▸ Apply what you read:
**a.** In the account of the Nahr al-Bared siege, through what organization did the camp get its start in 1949?
**b.** Pick up the account of the Nahr al-Bared siege after its last sentence and keep writing it.

▸ Document segment:

It is slow work clearing buildings and deactivating bombs.
It seems long ago now that the whirring of shells and the flash and blast and clouds of debris drifting across a city under repeated shelling has given way to the creeping forward of armored vehicles and troops methodically clearing buildings, detecting and neutralizing booby traps and mines, and clearing off snipers.
Methodical and patient methods have been the hallmark of the Lebanese army's campaign against Fatah al-Islam at Nahr al-Bared.
Prensa Latina reports from military sources the cordon as drawn down to 161,468 square feet of territory denied [1].
According to the United Nations Relief and Works Agency (UNRWA), Nahr al-Bared got its start in 1949 through the League of Red Cross Societies [2]. Never an entirely wholesome place in terms of either its political or functional infrastructure, it nonetheless provided a good many services to its people, including the provision of a health clinic, a progressive counseling center for women--"One community managed women's programme centre that runs skill-training courses and apprenticeship, organizes awareness raising sessions on health, social, legal, human rights and gender issues and coordinates with local NGOs to respond to community needs. Income generation loans and group guaranteed lending are also provided to women"--a youth center, and other constructive NGO-type activities.

▸ Extracted data:

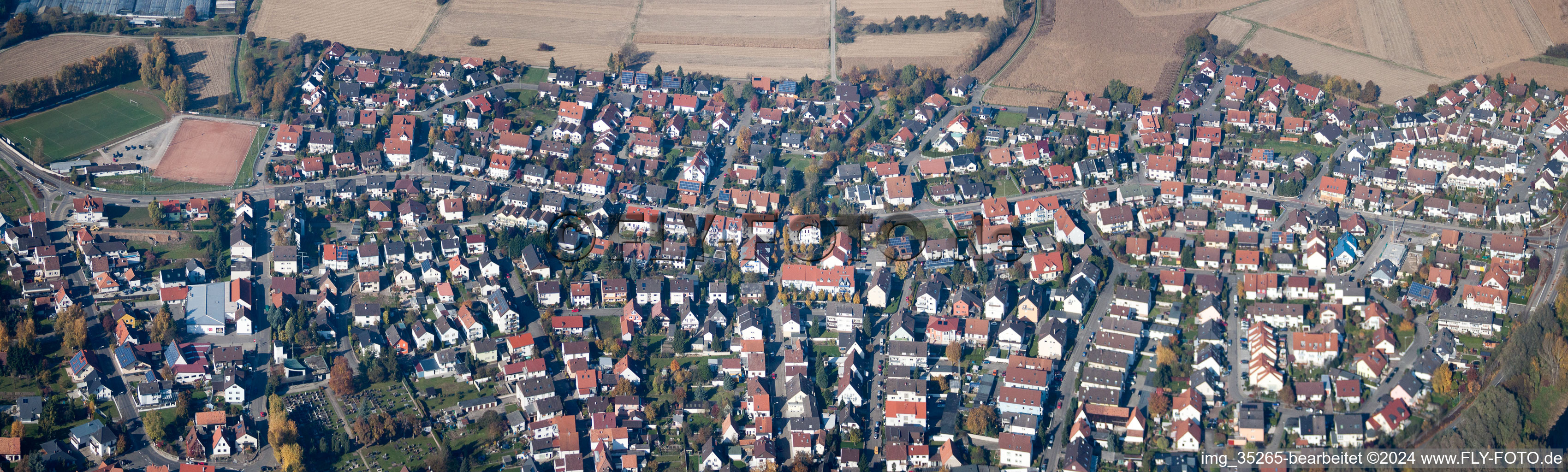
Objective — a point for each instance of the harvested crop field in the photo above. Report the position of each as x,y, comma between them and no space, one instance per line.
44,57
1388,32
1551,76
788,38
1467,36
1078,54
1180,7
1230,29
886,10
1555,18
209,65
741,62
1316,57
392,24
584,34
206,151
1022,98
948,51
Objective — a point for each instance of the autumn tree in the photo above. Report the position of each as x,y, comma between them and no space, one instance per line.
157,427
1369,93
1165,356
5,339
291,457
1159,405
342,382
980,421
162,328
623,388
973,140
1443,380
27,336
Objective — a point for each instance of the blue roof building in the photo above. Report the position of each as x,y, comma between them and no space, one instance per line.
1346,250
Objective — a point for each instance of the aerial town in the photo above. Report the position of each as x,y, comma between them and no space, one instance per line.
473,264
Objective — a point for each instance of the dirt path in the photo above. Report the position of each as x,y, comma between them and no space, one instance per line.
1043,8
1388,35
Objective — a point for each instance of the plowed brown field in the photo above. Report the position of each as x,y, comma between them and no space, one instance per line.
1082,54
380,24
44,57
948,51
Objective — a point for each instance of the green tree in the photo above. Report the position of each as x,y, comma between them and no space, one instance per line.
982,421
157,427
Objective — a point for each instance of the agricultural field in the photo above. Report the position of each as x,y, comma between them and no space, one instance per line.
886,10
1230,29
1022,98
1316,57
1551,76
948,51
1180,7
1465,36
1440,40
209,66
584,34
44,57
728,41
1553,16
1079,55
396,24
77,128
1336,23
208,151
741,62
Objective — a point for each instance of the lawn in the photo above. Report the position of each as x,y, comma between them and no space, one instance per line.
1006,186
937,228
1289,149
175,252
81,126
396,454
1009,120
248,168
451,393
609,327
148,184
535,76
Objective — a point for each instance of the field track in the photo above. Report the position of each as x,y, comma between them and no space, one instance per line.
1078,55
383,24
1230,29
1388,32
948,51
209,65
1180,7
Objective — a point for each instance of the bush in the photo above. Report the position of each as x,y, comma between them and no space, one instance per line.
1559,51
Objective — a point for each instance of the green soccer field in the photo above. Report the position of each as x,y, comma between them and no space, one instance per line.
81,126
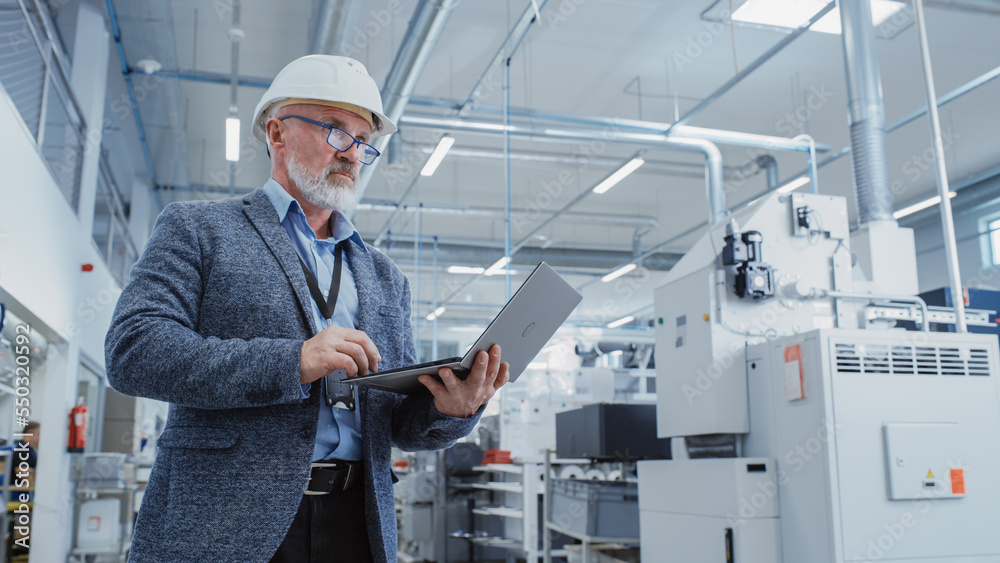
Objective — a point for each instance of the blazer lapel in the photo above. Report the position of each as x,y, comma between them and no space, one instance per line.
369,301
367,282
259,210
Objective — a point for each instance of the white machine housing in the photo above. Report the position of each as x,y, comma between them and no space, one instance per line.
709,510
702,327
892,454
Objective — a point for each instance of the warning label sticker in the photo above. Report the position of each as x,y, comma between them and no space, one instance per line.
794,374
958,481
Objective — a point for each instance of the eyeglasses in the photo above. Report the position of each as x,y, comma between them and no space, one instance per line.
342,140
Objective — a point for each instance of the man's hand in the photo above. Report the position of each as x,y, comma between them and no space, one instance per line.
337,348
462,399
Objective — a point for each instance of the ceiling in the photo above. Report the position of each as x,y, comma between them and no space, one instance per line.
588,57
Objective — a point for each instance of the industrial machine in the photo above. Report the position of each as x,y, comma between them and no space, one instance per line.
852,439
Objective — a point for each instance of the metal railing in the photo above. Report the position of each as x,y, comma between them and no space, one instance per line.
111,226
35,71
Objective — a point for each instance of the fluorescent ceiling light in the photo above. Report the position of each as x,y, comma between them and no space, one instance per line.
438,155
621,321
497,266
793,185
465,270
922,205
620,272
619,175
795,13
232,139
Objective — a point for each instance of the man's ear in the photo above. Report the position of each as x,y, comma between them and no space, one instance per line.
273,135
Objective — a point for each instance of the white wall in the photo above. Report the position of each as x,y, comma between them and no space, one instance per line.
42,248
931,266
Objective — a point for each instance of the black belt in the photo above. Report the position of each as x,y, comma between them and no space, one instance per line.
332,476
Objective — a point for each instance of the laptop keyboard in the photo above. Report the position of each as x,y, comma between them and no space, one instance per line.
418,366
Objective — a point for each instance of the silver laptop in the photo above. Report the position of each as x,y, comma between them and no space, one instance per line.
538,308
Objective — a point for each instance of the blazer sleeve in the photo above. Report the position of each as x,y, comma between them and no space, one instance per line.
153,349
416,423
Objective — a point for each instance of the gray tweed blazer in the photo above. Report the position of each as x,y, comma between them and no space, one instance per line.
213,322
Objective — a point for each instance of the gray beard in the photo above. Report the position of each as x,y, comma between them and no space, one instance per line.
323,190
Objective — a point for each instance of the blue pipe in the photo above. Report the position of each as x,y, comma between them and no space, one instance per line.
116,32
209,77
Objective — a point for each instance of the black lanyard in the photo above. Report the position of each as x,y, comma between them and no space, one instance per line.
326,306
336,390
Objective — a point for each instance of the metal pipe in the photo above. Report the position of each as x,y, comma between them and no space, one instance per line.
721,136
866,114
750,68
661,166
768,163
426,24
947,220
418,247
626,221
401,251
579,197
976,6
509,45
925,325
508,252
716,194
908,118
116,33
434,351
235,34
657,141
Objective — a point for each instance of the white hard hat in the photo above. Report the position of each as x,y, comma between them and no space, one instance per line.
329,80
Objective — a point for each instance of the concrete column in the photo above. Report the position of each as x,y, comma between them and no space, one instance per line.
52,517
140,214
89,80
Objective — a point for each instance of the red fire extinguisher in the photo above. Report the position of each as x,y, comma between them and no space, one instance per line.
77,428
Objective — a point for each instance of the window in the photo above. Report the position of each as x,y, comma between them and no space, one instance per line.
994,234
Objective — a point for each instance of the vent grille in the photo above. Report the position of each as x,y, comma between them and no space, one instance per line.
910,360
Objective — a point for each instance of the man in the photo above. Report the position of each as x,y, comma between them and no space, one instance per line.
224,318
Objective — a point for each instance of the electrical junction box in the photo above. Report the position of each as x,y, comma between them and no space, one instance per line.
703,327
887,443
923,461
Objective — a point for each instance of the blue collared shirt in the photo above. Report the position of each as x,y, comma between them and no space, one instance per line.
338,434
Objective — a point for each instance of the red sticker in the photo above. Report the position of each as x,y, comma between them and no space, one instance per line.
958,481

▸ Set of answers:
**a.** The League of Red Cross Societies.

**b.**
With Fatah al-Islam's opening gambit--reportedly a string of bank robberies inviting a police raid against a "safe house" outside the camp--Nahr al-Bared started its transformation into an abandoned and unholy city, a model war zone for sniping and shelling, scrounging and hiding, bluffing and boasting, living wired on Kalashnikov fire, and dying amid rubble in tatters and pools of blood.
1. "Lebanon Army Advances on Nahar al Bared." Prensa Latina, July 30, 2007.
2. "Nahr al-Bared Refugee Camp." United Nations Relief and Works Agency, 2003.